If there is to be a valid ranking system it needs to represent something or else it has no meaning. Five thumbs up on every lens Fuji makes tells no one anything. Not all lenses are created equal. That does not mean they are "bad lenses." Personally I would rather know the warts of a particular lens before I buy it. That's why I don't pay much attention to lens reviews on line. Most are pretty worthless.

You can't have a perfect lens with glass that size. I agree with your comments though.

There is no perfect lens. Every design, Sonnar, Planer, etc. has trade offs and some will be better in one area and a different design in another area. The best lens for a given person is the one that fits best with the type of rendering a person wants and needs for his selectee genre.

I think you must have completely misunderstood my response. I was complementing you. Why are you lecturing on the current propensity of American society and the Milenials' desire for an all A system? I am vehemently opposed to that nonsense. You know where I went to school and that I spent 30 years in the military right?

We don't give out As. But if I were rating the Fuji 23/35/50 F2s, I would give them an A. But I agree with your review.

It's not a personal affront, nor a lecture, Greg (IMHO). I think you completely misunderstood the thoughts that came to his mind in response, so eloquently expressed. Not so much as a response to you, but as a general observation of a lot that goes on here and in other brand forums when it comes to gear (you just happened to be the catalyst).

I for one agree that too many people nowadays don't appreciate nuanced shades of gray, only assessing gear in stark black or white. I remember how converts from film on this site used to speak about lens IQ, and subtle nuances in how they render, not in terms of magic and such. I miss that - but Truman is a throwback in that sense, and I for one quite appreciate his perspectives from his experience.

● Problem
List the focal-length numbers of the Fuji F2 lenses that the lens discussion names.

● Raw data

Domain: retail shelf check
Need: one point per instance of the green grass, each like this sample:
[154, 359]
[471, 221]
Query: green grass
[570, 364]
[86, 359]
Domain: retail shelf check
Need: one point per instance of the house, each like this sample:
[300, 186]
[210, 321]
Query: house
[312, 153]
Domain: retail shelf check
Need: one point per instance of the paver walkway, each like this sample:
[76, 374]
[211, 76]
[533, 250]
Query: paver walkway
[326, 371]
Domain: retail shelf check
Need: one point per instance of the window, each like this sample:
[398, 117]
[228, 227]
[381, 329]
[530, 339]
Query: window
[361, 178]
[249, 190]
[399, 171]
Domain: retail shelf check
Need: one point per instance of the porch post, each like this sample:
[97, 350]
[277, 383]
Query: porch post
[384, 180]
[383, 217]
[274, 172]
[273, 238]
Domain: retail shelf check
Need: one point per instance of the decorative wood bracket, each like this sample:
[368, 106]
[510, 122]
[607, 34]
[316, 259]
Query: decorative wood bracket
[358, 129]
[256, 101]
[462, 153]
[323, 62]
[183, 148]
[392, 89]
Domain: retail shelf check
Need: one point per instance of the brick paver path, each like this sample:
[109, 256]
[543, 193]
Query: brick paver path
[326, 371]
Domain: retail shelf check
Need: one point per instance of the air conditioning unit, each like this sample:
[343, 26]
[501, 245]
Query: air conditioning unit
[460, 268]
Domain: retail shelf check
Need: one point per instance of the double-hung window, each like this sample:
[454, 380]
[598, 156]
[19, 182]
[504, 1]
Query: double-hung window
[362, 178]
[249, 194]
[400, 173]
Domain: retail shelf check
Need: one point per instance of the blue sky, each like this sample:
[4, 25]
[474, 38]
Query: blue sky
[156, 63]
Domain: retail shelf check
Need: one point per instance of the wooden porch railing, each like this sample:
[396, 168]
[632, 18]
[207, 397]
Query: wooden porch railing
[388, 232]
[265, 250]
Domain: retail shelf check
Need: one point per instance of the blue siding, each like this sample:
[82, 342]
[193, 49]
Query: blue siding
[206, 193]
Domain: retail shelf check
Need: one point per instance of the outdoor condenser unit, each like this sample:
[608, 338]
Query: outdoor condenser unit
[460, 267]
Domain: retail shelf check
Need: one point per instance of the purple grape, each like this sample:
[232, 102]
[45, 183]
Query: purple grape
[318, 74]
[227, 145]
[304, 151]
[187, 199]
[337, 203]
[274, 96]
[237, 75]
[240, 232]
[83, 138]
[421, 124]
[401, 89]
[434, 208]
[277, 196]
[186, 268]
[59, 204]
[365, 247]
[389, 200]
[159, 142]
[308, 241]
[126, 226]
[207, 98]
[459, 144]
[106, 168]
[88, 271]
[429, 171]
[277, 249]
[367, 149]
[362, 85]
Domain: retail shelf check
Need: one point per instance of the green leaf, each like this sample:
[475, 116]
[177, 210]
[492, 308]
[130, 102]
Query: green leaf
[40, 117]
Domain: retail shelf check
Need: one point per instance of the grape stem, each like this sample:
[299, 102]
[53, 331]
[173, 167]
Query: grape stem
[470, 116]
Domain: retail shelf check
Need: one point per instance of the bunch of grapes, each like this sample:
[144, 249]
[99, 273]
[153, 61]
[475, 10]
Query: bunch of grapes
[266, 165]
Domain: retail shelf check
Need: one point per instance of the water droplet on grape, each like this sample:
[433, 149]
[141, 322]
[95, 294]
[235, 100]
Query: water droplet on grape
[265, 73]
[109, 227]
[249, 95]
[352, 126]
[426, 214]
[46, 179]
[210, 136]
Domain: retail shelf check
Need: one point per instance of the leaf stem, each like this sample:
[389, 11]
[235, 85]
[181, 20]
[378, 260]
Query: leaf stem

● Solution to the exercise
23, 35, 50